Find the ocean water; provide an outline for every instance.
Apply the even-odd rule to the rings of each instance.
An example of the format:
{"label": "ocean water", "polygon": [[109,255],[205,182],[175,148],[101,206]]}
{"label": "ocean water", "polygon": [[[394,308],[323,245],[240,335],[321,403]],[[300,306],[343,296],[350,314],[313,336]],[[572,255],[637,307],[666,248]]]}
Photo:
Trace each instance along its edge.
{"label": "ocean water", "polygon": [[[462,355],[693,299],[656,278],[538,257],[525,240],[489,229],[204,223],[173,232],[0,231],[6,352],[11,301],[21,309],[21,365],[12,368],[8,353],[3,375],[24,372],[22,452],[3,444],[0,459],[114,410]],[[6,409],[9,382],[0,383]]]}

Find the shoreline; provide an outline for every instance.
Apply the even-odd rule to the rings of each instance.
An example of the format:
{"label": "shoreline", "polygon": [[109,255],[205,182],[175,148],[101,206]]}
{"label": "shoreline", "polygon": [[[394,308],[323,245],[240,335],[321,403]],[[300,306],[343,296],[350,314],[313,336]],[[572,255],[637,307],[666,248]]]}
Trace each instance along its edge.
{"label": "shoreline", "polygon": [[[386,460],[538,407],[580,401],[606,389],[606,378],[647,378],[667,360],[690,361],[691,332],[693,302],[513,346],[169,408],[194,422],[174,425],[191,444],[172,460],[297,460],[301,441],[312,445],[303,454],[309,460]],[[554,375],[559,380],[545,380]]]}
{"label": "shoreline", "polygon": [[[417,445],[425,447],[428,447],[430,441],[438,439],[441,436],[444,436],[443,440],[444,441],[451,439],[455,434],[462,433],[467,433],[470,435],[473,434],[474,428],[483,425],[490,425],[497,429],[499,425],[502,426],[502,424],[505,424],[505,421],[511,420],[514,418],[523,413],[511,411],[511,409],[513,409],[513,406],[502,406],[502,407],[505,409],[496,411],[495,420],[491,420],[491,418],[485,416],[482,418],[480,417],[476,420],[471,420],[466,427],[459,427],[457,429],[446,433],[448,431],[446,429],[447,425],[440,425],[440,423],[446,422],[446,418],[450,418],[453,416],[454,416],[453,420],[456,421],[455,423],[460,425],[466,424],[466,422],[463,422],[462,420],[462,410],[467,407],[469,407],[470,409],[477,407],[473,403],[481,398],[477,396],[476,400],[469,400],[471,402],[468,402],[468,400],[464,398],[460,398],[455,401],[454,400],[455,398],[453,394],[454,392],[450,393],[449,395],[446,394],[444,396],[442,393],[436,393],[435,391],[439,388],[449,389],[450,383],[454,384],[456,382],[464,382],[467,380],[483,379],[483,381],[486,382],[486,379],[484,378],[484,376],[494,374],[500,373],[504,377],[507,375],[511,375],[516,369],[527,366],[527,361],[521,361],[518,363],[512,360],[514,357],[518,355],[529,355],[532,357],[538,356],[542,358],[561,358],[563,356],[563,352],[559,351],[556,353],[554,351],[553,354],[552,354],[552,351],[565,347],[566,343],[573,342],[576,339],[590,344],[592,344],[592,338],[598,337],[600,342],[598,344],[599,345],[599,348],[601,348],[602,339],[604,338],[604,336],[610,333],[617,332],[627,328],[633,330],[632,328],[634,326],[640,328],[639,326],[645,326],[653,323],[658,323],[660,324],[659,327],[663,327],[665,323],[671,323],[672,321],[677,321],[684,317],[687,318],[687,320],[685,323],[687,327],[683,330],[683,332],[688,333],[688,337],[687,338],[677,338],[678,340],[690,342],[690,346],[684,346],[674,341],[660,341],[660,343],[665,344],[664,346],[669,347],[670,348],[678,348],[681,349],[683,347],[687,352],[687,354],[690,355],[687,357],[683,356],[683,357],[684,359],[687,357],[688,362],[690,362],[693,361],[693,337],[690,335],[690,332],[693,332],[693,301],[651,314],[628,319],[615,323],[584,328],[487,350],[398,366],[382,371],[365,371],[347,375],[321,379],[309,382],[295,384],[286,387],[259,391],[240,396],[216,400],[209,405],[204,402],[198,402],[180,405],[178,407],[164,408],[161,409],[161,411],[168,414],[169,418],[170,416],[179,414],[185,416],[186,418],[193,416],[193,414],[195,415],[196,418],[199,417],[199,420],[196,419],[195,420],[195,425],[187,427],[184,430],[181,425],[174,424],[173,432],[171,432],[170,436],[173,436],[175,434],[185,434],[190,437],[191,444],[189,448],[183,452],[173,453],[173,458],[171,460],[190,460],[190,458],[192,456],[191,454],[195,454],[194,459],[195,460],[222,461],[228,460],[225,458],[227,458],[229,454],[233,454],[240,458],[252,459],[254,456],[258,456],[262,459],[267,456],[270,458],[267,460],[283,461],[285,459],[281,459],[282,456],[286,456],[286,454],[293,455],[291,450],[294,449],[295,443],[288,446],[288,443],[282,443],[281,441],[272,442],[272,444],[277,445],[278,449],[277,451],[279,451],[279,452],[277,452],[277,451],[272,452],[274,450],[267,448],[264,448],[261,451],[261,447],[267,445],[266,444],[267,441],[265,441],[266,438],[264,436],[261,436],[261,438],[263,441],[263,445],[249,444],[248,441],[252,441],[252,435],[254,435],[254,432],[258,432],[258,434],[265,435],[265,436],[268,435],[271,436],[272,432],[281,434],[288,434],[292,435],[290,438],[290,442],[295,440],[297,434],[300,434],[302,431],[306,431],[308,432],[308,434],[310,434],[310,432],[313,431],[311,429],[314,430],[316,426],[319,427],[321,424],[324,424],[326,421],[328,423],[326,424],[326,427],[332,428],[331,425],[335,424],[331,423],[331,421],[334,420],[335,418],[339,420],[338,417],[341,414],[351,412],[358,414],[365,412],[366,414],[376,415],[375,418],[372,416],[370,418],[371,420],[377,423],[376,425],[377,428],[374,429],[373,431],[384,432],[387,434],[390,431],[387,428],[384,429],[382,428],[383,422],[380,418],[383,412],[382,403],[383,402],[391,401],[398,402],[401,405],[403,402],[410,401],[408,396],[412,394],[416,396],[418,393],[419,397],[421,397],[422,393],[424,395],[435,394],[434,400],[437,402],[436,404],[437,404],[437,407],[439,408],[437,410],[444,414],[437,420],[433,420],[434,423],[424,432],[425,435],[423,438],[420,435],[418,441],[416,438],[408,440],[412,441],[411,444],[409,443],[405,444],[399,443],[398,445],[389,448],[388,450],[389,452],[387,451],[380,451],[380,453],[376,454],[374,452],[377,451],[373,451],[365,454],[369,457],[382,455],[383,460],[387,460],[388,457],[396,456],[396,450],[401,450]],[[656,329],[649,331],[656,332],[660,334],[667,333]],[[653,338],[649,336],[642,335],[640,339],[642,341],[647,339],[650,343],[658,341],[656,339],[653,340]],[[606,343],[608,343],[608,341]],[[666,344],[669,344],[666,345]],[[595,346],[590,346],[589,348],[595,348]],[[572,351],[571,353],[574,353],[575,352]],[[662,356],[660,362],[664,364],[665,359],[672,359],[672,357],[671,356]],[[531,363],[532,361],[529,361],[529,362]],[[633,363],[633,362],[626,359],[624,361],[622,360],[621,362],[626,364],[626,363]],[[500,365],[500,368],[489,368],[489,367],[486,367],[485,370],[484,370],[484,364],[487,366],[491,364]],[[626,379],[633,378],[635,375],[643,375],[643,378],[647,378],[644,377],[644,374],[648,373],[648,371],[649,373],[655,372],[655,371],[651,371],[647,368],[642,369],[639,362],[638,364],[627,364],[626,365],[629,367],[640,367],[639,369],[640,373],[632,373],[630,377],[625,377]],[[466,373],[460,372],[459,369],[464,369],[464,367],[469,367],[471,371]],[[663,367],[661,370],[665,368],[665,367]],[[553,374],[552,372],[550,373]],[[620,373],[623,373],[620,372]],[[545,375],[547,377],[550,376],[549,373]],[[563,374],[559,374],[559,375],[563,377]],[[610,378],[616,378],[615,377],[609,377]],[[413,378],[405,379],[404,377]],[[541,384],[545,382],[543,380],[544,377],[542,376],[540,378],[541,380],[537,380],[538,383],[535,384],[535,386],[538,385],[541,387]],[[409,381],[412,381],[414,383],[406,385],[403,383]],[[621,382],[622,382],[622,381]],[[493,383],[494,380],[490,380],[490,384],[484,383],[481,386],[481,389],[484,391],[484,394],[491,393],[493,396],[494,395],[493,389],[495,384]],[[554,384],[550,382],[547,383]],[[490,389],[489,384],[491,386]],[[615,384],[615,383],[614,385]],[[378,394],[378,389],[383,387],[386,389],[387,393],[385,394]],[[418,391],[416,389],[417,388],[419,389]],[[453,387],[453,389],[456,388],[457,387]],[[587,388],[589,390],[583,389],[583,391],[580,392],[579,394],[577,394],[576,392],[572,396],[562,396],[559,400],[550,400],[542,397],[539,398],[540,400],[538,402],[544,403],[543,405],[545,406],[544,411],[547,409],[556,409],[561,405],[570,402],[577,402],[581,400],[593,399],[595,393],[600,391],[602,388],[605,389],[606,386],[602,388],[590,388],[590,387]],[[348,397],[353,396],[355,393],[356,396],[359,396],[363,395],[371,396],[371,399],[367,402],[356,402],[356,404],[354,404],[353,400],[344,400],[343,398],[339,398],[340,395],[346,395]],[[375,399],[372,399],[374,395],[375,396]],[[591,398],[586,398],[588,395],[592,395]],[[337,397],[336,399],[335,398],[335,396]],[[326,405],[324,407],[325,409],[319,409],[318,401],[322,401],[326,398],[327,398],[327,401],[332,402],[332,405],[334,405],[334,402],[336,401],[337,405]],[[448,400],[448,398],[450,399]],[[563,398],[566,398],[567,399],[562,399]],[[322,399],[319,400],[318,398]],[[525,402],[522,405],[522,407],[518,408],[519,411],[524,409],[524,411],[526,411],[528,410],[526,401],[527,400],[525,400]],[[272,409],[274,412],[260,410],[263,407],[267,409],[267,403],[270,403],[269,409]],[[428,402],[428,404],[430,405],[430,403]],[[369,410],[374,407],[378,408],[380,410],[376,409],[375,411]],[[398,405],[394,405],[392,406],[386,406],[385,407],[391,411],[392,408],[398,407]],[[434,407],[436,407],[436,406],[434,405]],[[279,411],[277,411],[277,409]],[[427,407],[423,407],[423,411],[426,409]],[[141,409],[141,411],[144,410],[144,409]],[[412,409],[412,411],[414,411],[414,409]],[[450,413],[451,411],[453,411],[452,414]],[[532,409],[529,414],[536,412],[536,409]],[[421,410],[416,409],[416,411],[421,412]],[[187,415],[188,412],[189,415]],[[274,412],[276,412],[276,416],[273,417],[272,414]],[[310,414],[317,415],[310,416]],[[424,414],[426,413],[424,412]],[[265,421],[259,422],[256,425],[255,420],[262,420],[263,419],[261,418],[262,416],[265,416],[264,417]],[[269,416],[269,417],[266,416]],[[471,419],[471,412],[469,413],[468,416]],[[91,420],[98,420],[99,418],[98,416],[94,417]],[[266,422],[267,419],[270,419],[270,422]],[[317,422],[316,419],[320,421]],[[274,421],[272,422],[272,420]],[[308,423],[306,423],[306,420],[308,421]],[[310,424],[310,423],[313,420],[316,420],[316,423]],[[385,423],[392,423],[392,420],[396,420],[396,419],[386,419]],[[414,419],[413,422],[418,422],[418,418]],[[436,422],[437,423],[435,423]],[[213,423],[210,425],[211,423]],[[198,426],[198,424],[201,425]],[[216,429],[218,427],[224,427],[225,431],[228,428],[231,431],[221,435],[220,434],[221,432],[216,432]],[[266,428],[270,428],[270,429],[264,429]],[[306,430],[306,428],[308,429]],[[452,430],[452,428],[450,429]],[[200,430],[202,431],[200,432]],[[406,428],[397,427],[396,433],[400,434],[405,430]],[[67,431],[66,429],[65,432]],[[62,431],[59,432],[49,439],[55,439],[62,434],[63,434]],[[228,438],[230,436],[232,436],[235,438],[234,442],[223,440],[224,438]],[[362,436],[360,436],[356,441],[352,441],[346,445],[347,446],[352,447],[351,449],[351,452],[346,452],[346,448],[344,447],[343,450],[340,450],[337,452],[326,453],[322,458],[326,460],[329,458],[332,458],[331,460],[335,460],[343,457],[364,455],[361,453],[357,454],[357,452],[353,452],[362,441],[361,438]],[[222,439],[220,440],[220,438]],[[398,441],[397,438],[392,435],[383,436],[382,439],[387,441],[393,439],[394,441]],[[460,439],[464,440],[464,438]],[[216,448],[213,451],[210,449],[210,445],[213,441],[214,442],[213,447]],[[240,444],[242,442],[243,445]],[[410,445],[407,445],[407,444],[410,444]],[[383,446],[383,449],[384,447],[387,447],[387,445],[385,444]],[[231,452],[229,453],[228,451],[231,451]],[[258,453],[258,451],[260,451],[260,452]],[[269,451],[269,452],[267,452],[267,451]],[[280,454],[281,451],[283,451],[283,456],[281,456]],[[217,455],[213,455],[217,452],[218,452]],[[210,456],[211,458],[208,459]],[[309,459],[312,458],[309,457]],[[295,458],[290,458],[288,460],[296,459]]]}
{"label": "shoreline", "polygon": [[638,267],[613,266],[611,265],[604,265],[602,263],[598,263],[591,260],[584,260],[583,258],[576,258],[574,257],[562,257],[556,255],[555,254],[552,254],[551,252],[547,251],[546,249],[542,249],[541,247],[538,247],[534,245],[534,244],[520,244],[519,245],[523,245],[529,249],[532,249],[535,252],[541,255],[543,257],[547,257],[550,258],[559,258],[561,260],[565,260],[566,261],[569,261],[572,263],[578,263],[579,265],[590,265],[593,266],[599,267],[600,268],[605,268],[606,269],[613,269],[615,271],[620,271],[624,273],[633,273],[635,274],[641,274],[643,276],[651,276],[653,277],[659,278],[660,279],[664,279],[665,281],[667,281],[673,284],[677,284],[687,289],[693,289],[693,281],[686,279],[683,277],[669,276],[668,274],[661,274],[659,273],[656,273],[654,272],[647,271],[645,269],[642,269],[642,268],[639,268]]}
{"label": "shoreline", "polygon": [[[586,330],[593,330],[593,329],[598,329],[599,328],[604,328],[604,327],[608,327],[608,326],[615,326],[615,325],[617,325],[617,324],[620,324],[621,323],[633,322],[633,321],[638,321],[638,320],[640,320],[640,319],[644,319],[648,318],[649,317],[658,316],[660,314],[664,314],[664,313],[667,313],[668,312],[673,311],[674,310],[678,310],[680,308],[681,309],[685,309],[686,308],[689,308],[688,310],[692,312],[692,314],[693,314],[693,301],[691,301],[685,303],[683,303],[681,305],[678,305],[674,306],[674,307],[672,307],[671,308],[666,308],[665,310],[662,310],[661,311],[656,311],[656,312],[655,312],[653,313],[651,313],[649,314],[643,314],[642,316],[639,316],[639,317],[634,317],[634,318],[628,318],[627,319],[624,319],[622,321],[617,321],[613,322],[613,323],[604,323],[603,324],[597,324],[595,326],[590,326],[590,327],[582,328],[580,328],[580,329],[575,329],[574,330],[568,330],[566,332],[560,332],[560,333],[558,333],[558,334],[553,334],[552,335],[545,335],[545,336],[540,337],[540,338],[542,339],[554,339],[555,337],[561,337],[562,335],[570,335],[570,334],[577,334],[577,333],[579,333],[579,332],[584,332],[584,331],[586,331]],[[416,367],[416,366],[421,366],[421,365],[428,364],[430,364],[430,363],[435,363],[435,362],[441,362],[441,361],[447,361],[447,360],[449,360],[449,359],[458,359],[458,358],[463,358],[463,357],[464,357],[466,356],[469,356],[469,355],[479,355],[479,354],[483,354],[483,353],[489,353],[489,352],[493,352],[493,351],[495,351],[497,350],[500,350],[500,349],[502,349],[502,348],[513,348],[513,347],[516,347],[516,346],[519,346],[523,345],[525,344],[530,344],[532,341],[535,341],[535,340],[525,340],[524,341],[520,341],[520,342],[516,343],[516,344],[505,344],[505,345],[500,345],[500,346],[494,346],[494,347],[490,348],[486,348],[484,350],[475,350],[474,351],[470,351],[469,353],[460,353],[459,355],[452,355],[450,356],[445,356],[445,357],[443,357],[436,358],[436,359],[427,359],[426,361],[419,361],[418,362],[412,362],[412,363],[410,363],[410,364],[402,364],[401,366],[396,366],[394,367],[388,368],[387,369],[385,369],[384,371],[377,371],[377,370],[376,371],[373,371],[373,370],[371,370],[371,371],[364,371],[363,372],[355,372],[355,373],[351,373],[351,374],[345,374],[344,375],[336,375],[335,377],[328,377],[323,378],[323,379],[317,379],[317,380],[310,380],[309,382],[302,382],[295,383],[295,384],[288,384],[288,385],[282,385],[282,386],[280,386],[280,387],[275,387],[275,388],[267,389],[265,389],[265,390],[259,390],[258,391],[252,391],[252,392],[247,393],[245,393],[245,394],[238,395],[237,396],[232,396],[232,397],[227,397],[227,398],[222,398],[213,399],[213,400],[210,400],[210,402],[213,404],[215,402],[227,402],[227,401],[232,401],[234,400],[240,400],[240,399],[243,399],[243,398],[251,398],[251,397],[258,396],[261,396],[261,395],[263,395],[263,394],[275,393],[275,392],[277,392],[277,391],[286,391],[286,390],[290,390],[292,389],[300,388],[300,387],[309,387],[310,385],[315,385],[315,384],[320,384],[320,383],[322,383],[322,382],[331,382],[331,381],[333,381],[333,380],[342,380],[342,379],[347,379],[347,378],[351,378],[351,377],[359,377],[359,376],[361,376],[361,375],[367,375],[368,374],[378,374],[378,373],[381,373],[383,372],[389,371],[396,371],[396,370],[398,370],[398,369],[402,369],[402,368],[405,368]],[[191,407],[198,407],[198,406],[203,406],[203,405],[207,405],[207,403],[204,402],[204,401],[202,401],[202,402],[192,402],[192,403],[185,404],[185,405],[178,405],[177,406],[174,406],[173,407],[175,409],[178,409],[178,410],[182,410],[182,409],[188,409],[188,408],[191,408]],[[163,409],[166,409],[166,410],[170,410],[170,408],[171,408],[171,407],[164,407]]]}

◆ ◆ ◆ ◆

Copy out every line of the rows above that contains the string "provide". Only matches in the same case count.

## Task answer
Find the ocean water; provide an outline for every instance.
Find the shoreline; provide an outline for every instance.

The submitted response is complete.